List each line of the records below that contains the word "paved".
::::::::::
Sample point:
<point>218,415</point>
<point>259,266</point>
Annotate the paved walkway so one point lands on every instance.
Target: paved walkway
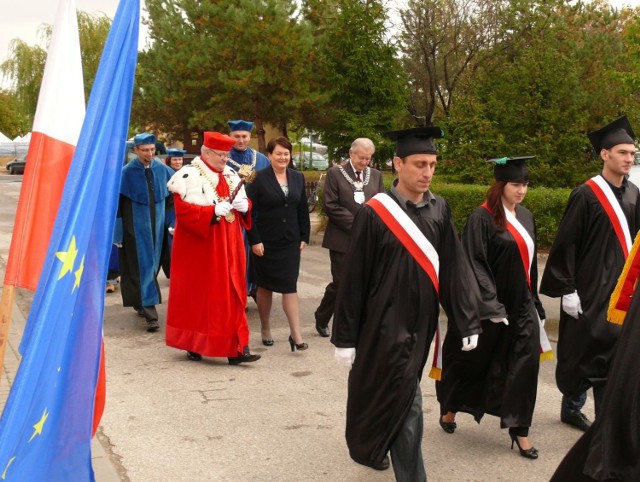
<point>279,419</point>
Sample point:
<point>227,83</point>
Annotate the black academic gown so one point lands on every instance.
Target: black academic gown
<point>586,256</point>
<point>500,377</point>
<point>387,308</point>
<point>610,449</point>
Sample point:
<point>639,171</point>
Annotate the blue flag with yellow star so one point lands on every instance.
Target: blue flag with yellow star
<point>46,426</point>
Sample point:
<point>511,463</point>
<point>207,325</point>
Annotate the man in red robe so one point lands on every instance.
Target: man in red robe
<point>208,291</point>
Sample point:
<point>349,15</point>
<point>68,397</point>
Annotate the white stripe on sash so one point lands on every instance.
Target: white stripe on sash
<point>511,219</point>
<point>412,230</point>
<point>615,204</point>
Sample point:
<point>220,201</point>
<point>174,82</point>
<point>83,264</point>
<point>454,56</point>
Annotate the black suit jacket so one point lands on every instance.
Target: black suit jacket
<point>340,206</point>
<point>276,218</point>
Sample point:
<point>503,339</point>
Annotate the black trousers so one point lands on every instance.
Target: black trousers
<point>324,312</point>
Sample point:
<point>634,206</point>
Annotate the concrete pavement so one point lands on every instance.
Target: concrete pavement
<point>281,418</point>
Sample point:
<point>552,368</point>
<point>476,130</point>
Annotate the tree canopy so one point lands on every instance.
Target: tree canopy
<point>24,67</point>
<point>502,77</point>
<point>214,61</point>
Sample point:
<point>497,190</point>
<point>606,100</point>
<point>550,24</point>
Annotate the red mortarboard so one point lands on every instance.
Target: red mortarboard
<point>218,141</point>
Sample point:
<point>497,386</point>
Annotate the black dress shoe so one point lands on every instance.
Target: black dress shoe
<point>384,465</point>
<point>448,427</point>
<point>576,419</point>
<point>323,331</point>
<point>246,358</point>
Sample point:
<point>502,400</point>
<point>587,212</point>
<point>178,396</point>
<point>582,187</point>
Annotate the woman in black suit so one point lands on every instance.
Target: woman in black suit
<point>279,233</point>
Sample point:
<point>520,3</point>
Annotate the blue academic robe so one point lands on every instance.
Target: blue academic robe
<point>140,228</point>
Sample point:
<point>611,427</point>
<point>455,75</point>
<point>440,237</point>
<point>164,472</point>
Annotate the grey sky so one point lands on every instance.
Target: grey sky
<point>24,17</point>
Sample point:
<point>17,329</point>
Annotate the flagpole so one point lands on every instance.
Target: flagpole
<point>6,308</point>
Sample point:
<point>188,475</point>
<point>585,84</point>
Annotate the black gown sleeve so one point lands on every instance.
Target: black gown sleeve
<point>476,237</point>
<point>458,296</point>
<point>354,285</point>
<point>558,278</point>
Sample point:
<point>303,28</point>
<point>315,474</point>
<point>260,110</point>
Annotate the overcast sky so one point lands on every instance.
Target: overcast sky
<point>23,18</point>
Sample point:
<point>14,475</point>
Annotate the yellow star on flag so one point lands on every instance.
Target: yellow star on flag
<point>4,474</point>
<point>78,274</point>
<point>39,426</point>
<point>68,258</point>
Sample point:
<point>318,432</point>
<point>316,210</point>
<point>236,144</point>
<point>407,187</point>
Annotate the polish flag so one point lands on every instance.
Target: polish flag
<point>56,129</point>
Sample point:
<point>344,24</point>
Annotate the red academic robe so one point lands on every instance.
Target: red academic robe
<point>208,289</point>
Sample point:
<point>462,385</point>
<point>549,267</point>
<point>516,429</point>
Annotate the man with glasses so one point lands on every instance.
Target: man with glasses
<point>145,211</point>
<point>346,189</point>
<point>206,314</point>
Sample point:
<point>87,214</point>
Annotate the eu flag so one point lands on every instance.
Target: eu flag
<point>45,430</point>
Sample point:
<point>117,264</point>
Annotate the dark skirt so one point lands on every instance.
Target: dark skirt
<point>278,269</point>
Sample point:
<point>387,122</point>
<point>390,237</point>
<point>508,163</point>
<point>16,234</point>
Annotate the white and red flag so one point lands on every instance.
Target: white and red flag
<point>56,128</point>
::::::::::
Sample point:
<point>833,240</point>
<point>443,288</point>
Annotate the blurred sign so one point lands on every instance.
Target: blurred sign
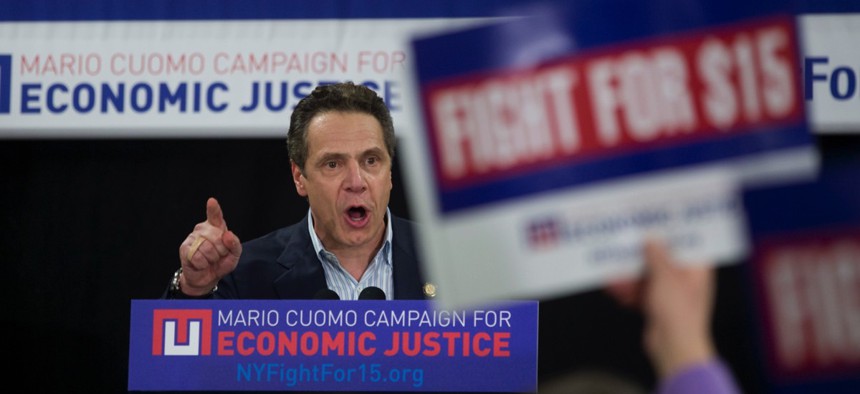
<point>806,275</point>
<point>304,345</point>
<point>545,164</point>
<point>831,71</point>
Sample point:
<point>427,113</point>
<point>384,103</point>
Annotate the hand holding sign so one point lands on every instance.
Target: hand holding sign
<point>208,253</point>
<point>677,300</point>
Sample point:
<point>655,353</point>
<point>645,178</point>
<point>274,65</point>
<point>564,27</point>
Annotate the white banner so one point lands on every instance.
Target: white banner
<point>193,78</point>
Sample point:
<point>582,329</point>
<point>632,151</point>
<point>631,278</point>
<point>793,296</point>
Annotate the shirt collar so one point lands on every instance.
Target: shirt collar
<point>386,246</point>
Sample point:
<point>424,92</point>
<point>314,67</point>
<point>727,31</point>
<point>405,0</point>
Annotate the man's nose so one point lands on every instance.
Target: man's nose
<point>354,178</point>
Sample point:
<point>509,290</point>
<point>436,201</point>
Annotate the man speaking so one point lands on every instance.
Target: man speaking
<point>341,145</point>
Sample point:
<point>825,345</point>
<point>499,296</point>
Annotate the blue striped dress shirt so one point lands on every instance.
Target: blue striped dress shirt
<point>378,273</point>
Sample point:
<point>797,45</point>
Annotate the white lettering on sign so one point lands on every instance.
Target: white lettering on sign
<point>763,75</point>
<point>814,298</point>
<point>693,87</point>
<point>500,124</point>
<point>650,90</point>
::::::::::
• _RESPONSE TO THE EXERCISE_
Annotate the paved walkway so one point lands on every instance.
Target: paved walkway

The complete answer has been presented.